Return only the stretch of the material below that begins with the line containing "Where can the blurred" and ends with the line containing "Where can the pink", exactly; both of those lines belong to it.

# Records supplied
[Start of Attachment]

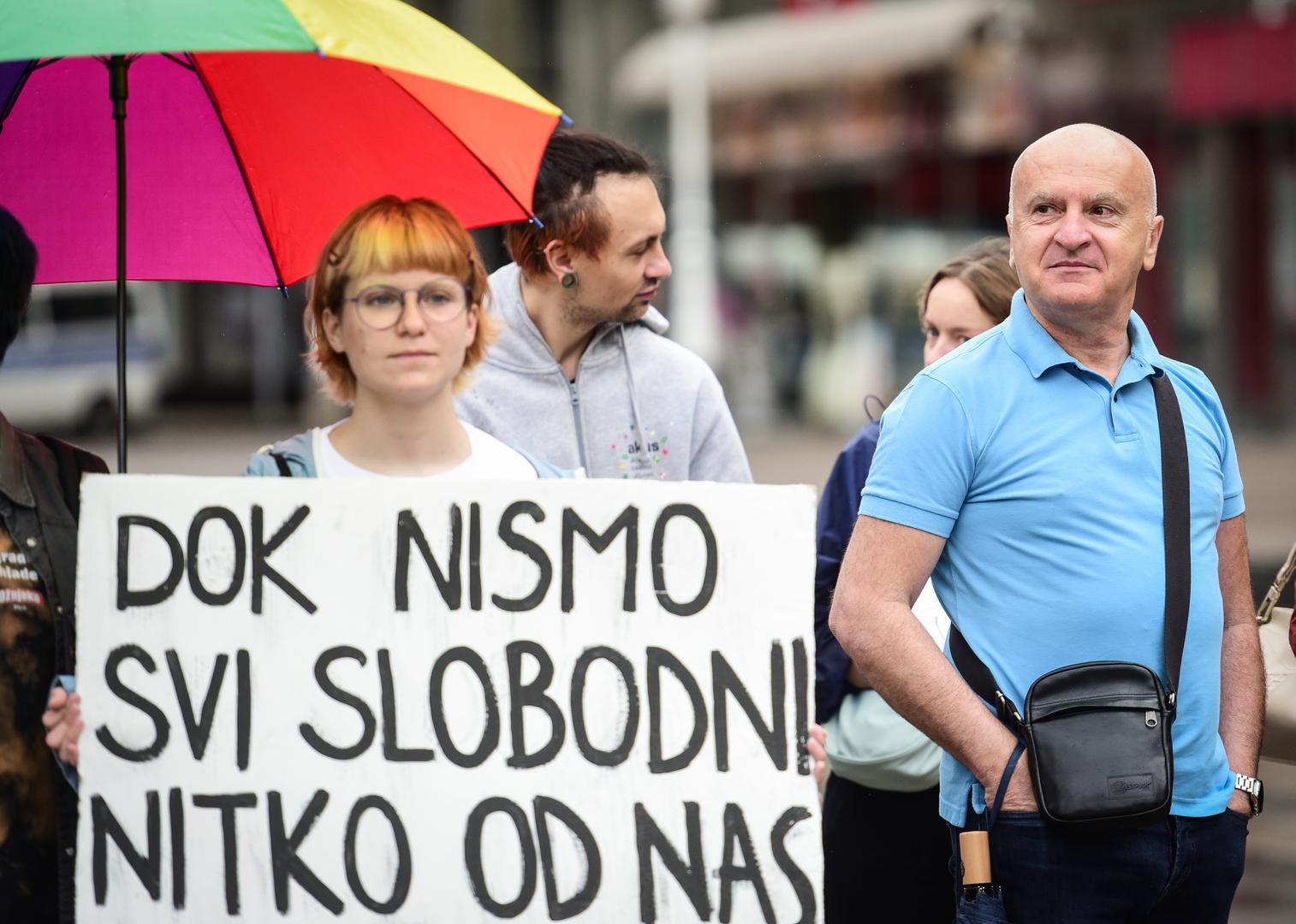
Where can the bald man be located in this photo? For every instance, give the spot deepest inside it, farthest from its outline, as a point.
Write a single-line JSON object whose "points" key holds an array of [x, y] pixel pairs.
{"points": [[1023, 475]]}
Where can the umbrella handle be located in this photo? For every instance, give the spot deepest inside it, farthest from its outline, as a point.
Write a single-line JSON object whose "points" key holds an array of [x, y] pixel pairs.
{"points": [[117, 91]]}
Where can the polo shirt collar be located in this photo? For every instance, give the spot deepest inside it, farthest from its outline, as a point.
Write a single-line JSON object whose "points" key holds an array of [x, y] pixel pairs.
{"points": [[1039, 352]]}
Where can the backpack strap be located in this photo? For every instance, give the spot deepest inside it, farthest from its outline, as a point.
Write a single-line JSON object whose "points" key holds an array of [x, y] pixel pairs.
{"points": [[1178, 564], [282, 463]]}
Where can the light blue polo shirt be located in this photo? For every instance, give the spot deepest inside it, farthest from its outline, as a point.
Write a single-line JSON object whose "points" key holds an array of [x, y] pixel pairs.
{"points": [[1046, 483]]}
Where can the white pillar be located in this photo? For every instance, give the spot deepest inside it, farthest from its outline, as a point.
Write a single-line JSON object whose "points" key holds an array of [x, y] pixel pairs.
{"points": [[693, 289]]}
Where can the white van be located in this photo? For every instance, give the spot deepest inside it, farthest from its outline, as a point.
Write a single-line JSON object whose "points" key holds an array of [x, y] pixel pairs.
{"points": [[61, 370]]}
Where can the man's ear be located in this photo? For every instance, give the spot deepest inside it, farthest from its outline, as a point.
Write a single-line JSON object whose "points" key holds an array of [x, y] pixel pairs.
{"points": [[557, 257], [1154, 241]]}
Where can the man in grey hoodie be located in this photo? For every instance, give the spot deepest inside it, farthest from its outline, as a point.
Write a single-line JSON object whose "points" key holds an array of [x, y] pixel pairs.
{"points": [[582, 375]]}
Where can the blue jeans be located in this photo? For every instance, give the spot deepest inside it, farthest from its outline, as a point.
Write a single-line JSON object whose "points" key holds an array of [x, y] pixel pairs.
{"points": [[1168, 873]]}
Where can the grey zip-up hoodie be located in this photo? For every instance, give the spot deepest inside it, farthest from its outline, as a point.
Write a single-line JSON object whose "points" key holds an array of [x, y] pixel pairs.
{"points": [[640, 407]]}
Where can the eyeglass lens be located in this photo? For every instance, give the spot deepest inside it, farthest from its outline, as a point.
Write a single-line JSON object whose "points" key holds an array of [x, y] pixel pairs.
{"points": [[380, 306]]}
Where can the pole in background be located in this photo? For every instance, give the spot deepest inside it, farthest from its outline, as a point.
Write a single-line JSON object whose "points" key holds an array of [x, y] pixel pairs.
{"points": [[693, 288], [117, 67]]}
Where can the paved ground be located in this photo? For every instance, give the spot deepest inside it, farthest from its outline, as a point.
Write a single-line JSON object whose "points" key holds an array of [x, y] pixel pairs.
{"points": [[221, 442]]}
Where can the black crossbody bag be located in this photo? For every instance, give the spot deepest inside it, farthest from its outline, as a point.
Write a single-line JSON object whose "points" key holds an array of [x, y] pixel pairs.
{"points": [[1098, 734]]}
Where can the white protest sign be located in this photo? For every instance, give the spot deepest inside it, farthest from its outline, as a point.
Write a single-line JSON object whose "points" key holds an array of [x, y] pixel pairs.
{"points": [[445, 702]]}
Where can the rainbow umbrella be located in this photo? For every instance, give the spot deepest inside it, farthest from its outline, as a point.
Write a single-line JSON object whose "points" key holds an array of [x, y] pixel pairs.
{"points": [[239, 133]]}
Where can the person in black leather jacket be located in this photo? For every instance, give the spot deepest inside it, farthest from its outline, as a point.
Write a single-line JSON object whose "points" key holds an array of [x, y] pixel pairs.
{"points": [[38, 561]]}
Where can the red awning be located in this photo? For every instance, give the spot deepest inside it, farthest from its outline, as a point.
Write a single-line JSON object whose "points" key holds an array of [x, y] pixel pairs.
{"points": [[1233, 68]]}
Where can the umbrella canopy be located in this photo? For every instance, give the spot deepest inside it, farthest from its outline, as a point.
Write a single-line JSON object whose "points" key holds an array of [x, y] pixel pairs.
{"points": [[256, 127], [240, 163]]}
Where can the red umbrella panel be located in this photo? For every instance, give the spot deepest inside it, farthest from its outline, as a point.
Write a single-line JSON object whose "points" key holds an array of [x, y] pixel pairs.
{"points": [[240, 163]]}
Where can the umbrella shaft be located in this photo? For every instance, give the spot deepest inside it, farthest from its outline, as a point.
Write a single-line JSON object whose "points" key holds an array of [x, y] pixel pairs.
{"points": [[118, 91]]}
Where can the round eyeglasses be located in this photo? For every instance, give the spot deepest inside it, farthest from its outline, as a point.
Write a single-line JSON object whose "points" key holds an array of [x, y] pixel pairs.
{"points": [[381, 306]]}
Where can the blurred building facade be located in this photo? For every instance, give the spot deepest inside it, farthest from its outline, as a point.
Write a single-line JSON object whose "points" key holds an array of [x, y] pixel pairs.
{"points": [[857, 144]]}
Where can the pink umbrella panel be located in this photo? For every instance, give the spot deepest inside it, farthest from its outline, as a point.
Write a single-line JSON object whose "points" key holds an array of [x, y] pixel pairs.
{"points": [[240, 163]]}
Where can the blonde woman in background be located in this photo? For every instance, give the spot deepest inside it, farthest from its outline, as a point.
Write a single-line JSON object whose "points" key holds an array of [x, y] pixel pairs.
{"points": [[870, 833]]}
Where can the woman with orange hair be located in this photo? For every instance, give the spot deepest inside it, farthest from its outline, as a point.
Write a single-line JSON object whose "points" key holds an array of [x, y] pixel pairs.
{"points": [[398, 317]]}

[End of Attachment]
[Start of Attachment]

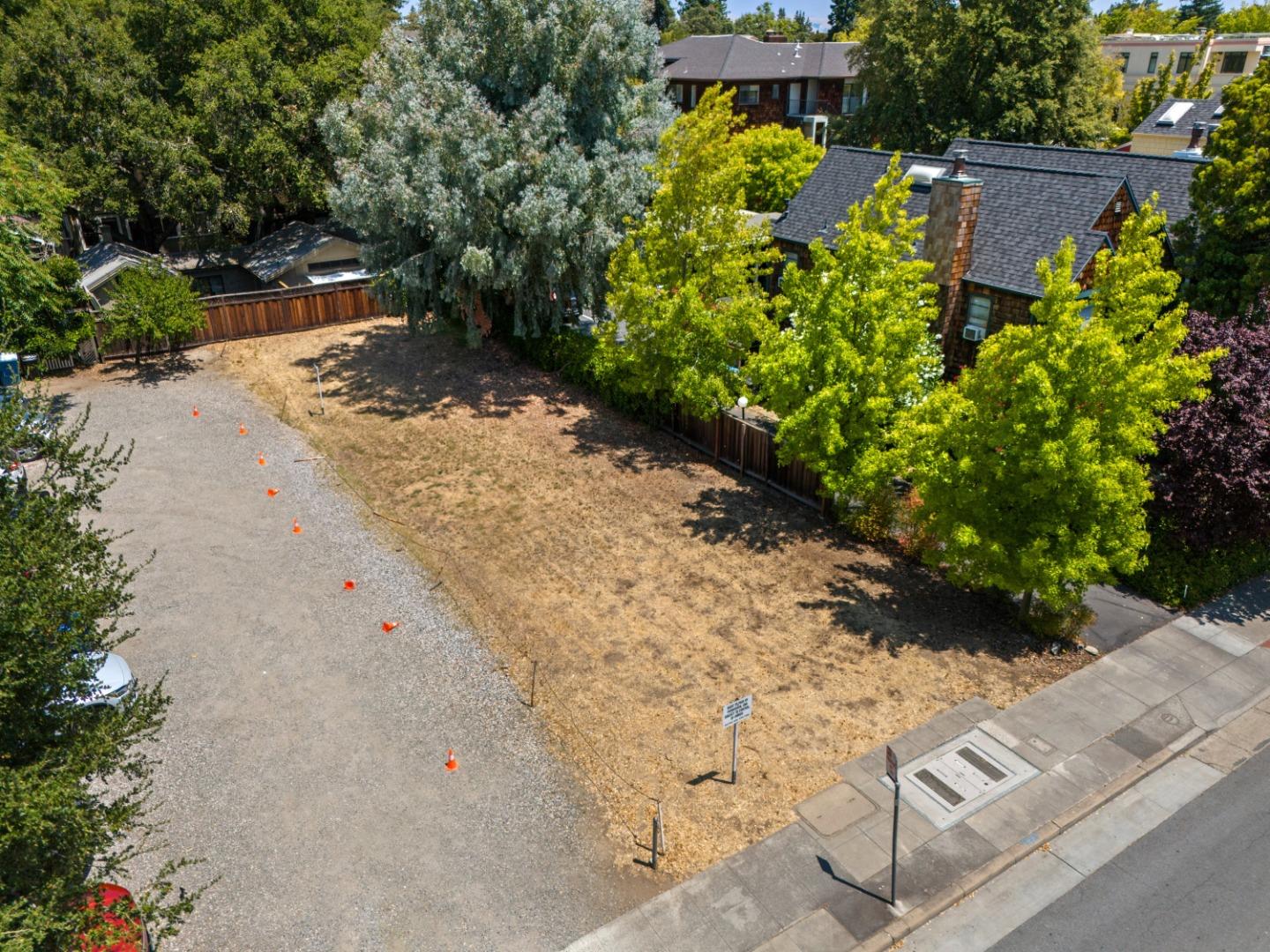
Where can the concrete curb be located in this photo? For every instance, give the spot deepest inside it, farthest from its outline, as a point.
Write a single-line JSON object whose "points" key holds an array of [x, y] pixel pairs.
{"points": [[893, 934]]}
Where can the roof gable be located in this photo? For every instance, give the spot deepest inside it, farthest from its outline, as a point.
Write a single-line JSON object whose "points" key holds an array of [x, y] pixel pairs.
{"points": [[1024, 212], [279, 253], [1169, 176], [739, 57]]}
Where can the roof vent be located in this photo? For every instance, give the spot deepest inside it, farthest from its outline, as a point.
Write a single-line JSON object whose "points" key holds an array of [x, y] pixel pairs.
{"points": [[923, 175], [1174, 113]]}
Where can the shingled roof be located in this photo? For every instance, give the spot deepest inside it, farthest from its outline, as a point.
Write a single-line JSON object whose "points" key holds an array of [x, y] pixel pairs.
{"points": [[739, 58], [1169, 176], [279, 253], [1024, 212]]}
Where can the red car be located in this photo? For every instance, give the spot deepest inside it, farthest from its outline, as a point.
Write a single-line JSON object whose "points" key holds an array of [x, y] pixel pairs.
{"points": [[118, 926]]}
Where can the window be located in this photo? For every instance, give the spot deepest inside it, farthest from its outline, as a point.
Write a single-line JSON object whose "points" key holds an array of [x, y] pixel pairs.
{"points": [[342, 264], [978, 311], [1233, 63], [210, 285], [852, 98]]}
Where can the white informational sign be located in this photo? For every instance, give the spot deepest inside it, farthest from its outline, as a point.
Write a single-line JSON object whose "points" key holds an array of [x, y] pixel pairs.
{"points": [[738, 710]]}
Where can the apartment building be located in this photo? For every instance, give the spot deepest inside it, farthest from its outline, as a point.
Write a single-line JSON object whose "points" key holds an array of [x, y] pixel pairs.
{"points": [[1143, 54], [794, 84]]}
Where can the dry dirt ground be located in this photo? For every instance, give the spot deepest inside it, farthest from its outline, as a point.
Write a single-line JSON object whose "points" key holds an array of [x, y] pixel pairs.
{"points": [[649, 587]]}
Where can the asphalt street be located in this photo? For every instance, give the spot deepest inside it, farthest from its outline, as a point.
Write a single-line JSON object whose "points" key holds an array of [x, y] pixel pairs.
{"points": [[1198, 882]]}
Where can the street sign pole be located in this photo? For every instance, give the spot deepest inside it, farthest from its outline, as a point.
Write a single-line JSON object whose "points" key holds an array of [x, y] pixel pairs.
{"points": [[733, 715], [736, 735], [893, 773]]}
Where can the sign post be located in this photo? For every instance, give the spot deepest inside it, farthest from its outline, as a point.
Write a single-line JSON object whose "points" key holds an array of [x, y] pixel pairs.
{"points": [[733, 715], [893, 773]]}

[End of Attachment]

# Solution for this problem
Where can the blurred building facade be located in this photo? For every instance, give the spot deepest inside it, farthest from its outline, as a point.
Write a single-line JSON object whose "points" key holds an array of [x, y] pixel pairs.
{"points": [[857, 144]]}
Where can the pink umbrella panel be located in this photo? For every instance, give the spot deepest inside it, farthest from its outline, as a point.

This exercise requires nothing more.